* _WHAT NEEDS TO BE DONE_
Rewrite every listing below, replacing "set one pin per instance" with "mark each instance with a single point" and changing nothing else. Leave the pictures out.
START MATERIAL PROVIDED
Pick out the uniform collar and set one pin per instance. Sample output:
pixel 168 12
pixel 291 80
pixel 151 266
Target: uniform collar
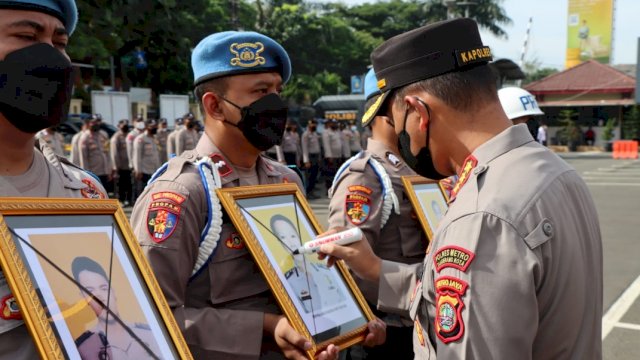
pixel 206 147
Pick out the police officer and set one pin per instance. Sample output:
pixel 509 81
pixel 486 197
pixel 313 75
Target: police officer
pixel 161 139
pixel 291 145
pixel 368 193
pixel 187 138
pixel 332 145
pixel 219 299
pixel 92 154
pixel 171 138
pixel 53 139
pixel 120 162
pixel 36 57
pixel 146 156
pixel 514 272
pixel 311 154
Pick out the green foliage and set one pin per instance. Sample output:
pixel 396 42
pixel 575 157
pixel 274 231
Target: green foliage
pixel 609 128
pixel 631 123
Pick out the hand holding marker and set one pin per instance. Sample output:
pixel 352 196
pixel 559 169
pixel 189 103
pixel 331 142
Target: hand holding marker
pixel 342 238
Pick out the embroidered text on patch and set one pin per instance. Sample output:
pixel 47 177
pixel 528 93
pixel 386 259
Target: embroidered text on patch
pixel 452 256
pixel 247 54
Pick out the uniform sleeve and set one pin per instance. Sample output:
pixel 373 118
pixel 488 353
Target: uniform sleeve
pixel 482 282
pixel 305 147
pixel 211 332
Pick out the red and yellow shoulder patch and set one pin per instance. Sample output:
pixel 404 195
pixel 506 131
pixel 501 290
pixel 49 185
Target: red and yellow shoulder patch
pixel 91 190
pixel 357 208
pixel 449 325
pixel 163 214
pixel 452 256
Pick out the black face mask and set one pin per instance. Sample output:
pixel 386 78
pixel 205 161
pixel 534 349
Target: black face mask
pixel 35 87
pixel 263 121
pixel 421 163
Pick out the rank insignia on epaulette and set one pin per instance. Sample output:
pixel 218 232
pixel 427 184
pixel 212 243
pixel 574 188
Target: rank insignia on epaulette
pixel 234 242
pixel 247 54
pixel 163 214
pixel 91 191
pixel 448 321
pixel 9 309
pixel 357 208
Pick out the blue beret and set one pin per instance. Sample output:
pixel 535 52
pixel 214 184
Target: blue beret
pixel 238 52
pixel 65 10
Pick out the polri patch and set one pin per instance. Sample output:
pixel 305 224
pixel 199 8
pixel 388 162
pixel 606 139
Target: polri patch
pixel 163 214
pixel 357 208
pixel 452 256
pixel 91 191
pixel 360 188
pixel 234 242
pixel 9 309
pixel 449 325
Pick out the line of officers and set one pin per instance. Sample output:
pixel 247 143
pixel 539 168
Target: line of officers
pixel 125 161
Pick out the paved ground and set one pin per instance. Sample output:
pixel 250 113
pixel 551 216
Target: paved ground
pixel 615 186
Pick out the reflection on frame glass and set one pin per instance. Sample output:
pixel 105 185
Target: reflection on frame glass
pixel 322 303
pixel 429 201
pixel 83 286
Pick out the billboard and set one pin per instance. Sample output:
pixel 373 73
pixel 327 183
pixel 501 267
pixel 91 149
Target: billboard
pixel 590 30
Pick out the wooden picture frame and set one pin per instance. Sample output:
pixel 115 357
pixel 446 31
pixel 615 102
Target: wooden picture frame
pixel 321 303
pixel 429 200
pixel 76 271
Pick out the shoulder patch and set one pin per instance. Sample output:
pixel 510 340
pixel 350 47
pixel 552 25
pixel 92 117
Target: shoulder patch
pixel 393 158
pixel 223 168
pixel 360 188
pixel 9 309
pixel 163 214
pixel 91 191
pixel 449 325
pixel 454 257
pixel 357 208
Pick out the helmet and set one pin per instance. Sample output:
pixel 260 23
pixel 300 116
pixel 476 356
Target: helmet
pixel 518 102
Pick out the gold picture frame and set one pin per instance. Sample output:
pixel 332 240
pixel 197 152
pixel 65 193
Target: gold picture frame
pixel 421 190
pixel 68 263
pixel 323 304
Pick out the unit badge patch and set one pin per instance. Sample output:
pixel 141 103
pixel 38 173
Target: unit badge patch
pixel 9 308
pixel 163 214
pixel 234 242
pixel 91 191
pixel 247 54
pixel 452 256
pixel 357 208
pixel 448 322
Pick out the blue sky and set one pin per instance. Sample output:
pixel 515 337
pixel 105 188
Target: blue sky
pixel 548 36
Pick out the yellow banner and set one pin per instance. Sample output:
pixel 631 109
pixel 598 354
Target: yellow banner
pixel 589 33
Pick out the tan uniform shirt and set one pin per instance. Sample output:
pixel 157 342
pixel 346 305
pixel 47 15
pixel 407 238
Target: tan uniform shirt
pixel 118 150
pixel 515 270
pixel 332 144
pixel 186 140
pixel 221 310
pixel 54 140
pixel 146 157
pixel 310 144
pixel 92 154
pixel 63 180
pixel 162 138
pixel 401 239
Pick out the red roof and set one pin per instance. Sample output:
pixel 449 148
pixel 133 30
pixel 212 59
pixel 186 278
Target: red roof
pixel 590 76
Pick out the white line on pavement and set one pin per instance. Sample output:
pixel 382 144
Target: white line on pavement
pixel 620 307
pixel 628 326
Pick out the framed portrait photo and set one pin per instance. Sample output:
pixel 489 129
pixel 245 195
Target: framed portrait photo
END MATERIAL PROVIDED
* _RESULT OF THIS EXERCISE_
Pick out the uniform collar and mark each instance with a single point. Sample output:
pixel 168 12
pixel 291 80
pixel 151 266
Target: uniform collar
pixel 206 147
Pick out the police officer and mark each instance with a single point. Sample output:
pixel 509 81
pixel 486 197
pixel 313 75
Target: police officer
pixel 161 139
pixel 291 145
pixel 368 193
pixel 187 138
pixel 332 145
pixel 219 299
pixel 92 154
pixel 171 138
pixel 53 139
pixel 120 162
pixel 36 57
pixel 146 156
pixel 514 272
pixel 311 154
Pick out the green foliage and mark each instance with a single point. Sample output:
pixel 396 42
pixel 575 157
pixel 274 231
Target: green foliage
pixel 609 128
pixel 631 123
Pick out the hand holding marker and mark each instance with a single point. Sample output:
pixel 352 196
pixel 559 169
pixel 189 103
pixel 331 142
Target: hand holding marker
pixel 342 238
Pick out the embroidered text on patch and mark each instance with a single point. Sample output:
pixel 47 177
pixel 528 93
pixel 386 259
Target: embroidered text on patch
pixel 452 256
pixel 247 54
Pick out the uniform sleeve and mark each instance with a single point. Sample output:
pixel 373 118
pixel 488 353
Target: uniform sleeve
pixel 482 282
pixel 305 147
pixel 211 332
Pick out the red and yellow shoulder patch and mark each instance with a single point. Sample output:
pixel 404 195
pixel 506 131
pixel 501 290
pixel 49 185
Target: red and yellow shoulder patch
pixel 91 190
pixel 357 208
pixel 449 325
pixel 163 214
pixel 452 256
Pick out the black face mask and mark each instance with a single point. Sample output:
pixel 386 78
pixel 205 161
pixel 534 349
Target: black face mask
pixel 35 87
pixel 263 121
pixel 421 163
Pick out the rank insignia on epaulette and mark each instance with a single point. Sample output:
pixel 218 232
pixel 427 184
pixel 212 243
pixel 574 188
Target: rank insignia on epaulette
pixel 234 242
pixel 247 54
pixel 163 214
pixel 91 191
pixel 448 321
pixel 9 309
pixel 357 208
Pick out the blue beret and mark each instance with a single point. Sample output:
pixel 535 52
pixel 214 184
Target: blue beret
pixel 238 52
pixel 65 10
Pick out the polri patch and mark each instance with a single point. Sample output:
pixel 305 224
pixel 199 8
pixel 388 162
pixel 606 139
Target: polri patch
pixel 163 214
pixel 357 208
pixel 452 256
pixel 91 191
pixel 360 188
pixel 234 242
pixel 9 309
pixel 449 325
Pick out the line of officers and mark each instance with a single point. Sample output:
pixel 247 143
pixel 539 168
Target: line of officers
pixel 125 161
Pick out the paved ground and mark each instance with a single point. Sample output:
pixel 250 113
pixel 551 216
Target: paved ground
pixel 615 186
Pick out the reflection on frame glass and mark each instance with a single point. Sample output:
pixel 105 185
Target: reflection on frame glass
pixel 322 303
pixel 429 201
pixel 83 286
Pick out the billboard and mark each instance with a single point. Sample output:
pixel 373 73
pixel 327 183
pixel 501 267
pixel 91 149
Target: billboard
pixel 590 30
Pick out the wooden picture frame and mark each instance with a single point. Sample output:
pixel 115 357
pixel 446 31
pixel 615 102
Target: wooden picture frame
pixel 321 303
pixel 429 200
pixel 76 271
Pick out the shoulder patch and mark each instance with a single point. Sample output:
pixel 510 340
pixel 350 47
pixel 552 25
pixel 92 117
Target: shoulder patch
pixel 393 158
pixel 223 168
pixel 360 188
pixel 9 309
pixel 163 214
pixel 91 191
pixel 449 325
pixel 454 257
pixel 357 208
Pick out the helmet and mark each instance with a single point. Sample output:
pixel 260 23
pixel 300 116
pixel 476 356
Target: helmet
pixel 518 102
Pick out the gold picture frame and mark each instance with a single point. Sample output:
pixel 332 240
pixel 197 152
pixel 65 193
Target: gold picture frame
pixel 421 190
pixel 68 263
pixel 323 304
Pick out the unit badge patch and mark each instance with a single point. Sample output:
pixel 141 103
pixel 38 173
Target: unit badge patch
pixel 9 308
pixel 163 214
pixel 234 242
pixel 91 191
pixel 247 54
pixel 452 256
pixel 357 208
pixel 448 322
Pick out the blue sky and mark each instance with a single point. Sample output:
pixel 515 337
pixel 105 188
Target: blue sky
pixel 548 36
Pick out the yellow banner and mark each instance with a single point. Sample output:
pixel 631 109
pixel 598 354
Target: yellow banner
pixel 589 33
Pick out the tan uniform shirt and mark each instance with a single point. Sample output:
pixel 157 342
pixel 346 305
pixel 47 15
pixel 407 238
Target: tan uniform shirt
pixel 118 150
pixel 515 270
pixel 332 144
pixel 186 140
pixel 221 310
pixel 54 140
pixel 146 157
pixel 310 144
pixel 92 154
pixel 63 180
pixel 162 138
pixel 401 239
Pick out the red roof and mark each instance with a single point. Sample output:
pixel 449 148
pixel 133 30
pixel 212 59
pixel 186 278
Target: red roof
pixel 590 76
Pick out the white line on pavement and mark each instance with a single point. Sample output:
pixel 382 144
Target: white line on pavement
pixel 620 307
pixel 628 326
Pick out the framed portrait photo and mark each instance with a single point. Sample output:
pixel 489 129
pixel 245 195
Target: framed portrait photo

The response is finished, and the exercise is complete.